Referring expression pointing data

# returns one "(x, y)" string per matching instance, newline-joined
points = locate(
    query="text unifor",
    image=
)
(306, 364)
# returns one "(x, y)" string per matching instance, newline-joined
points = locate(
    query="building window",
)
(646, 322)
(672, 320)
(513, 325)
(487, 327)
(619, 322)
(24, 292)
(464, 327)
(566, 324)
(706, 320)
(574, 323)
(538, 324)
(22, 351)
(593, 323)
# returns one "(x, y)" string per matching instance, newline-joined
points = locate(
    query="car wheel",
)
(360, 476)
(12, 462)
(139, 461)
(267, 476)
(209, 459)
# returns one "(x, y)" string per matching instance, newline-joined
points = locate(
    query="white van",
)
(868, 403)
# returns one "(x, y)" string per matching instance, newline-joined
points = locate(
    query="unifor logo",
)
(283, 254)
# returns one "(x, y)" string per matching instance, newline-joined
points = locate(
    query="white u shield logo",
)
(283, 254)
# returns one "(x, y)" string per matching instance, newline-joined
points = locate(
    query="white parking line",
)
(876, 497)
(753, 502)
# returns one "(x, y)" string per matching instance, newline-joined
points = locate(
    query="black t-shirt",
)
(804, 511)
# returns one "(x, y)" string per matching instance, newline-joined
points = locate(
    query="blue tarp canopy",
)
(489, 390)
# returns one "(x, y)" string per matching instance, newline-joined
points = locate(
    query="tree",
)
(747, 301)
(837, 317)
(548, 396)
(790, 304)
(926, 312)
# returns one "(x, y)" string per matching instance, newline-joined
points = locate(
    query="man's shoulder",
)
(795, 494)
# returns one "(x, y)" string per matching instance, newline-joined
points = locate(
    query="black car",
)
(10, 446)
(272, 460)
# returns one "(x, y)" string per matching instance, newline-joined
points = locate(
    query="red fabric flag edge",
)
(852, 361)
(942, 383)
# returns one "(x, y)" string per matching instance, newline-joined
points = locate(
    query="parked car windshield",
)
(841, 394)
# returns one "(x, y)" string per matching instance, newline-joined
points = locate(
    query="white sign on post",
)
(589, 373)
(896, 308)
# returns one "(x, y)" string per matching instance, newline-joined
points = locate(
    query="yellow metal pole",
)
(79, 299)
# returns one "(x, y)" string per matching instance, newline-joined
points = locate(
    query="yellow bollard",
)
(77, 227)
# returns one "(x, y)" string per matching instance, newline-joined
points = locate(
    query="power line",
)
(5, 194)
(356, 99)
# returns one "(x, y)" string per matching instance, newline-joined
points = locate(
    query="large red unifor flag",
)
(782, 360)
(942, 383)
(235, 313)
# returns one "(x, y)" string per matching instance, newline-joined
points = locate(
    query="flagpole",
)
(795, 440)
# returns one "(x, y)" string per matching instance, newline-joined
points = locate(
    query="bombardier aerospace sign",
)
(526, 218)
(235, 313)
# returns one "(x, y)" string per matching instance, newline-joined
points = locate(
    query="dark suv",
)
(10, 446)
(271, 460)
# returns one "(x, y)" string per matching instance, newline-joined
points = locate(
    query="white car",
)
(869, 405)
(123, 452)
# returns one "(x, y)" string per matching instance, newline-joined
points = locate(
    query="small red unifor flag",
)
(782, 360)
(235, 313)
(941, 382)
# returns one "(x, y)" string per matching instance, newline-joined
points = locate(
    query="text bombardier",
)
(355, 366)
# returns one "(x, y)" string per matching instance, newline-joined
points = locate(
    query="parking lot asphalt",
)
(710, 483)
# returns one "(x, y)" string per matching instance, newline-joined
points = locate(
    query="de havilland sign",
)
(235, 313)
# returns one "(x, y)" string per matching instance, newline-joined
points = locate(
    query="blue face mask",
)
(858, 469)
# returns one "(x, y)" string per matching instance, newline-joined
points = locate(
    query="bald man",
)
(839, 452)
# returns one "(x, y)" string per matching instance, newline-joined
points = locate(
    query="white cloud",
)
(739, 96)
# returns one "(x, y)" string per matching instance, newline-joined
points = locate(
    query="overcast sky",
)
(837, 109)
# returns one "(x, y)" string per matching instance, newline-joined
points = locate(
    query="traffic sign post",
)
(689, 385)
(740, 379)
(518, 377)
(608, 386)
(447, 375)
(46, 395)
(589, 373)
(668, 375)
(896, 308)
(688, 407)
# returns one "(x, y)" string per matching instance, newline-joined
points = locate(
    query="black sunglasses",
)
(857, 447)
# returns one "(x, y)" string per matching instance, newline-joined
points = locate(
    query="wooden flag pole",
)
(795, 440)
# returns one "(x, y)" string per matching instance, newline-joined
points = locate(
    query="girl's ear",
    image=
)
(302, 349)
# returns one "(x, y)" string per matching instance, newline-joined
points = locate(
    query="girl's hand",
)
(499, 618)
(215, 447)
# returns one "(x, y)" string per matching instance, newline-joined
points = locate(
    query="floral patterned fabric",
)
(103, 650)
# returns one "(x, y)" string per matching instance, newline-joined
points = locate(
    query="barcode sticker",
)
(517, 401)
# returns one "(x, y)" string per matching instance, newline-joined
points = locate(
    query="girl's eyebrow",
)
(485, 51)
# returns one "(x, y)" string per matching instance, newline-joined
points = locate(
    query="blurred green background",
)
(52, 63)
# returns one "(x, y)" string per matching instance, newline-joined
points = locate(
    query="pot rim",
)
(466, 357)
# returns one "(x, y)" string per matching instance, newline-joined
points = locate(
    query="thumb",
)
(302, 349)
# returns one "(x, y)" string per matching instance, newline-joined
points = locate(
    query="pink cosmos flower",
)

## WHAT YOU ARE ASKED TO DO
Work out how many lines in the records hold the word "yellow", and answer with that number alone.

## WRITTEN ANSWER
2